Canadian permanent resident shocked to discover U.S. ICE arrests extend to white families too

Local family reportedly "absolutely devastated" after discovering Trump's immigration crackdown wasn't exclusively designed to target people they don't personally know.

Canadian permanent resident shocked to discover U.S. ICE arrests extend to white families too

Mother-in-law Danielle Jensen posted that she never imagined federal policies would apply to white people with decades of residency when she supported stricter border controls.

Jensen, whose Canadian son-in-law Curtis was detained by ICE after a minor teenage offense from over 20 years ago, emphasized that the executive order authorizing detention and removal of noncitizens "to the maximum extent of the law" was clearly meant for other families—specifically those she described as "actual illegals," not permanent residents married to her daughter with three American children.

[Rows from a data collection]

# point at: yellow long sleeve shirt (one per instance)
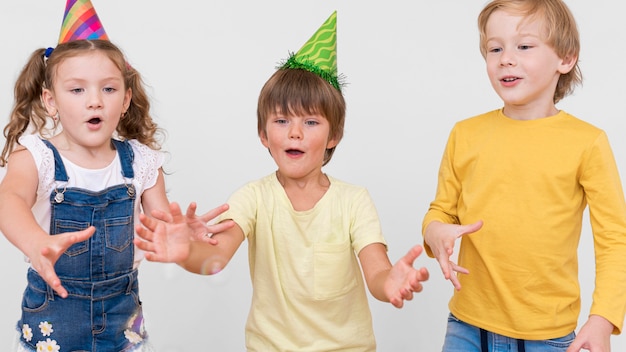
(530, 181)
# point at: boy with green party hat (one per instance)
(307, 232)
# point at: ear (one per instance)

...

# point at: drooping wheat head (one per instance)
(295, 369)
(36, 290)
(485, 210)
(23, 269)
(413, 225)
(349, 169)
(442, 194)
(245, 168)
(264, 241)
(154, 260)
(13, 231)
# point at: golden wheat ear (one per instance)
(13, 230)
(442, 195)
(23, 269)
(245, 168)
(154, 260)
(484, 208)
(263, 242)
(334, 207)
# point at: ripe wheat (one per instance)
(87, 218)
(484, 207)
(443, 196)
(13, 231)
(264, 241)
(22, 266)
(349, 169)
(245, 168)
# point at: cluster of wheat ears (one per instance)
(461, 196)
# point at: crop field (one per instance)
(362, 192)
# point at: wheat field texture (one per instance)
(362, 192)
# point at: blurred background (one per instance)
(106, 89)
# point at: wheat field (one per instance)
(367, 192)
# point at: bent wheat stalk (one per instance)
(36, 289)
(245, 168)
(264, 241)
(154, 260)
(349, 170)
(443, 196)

> **Parts of the exercise**
a – Reproduce the article on the ICE arrest between "Mother-in-law Danielle Jensen" and "stricter border controls.", inclusive.
b – According to the article on the ICE arrest, how many American children does the detained son-in-law have with his wife?

> **Problem solutions**
a –
Mother-in-law Danielle Jensen posted that she never imagined federal policies would apply to white people with decades of residency when she supported stricter border controls.

b – Three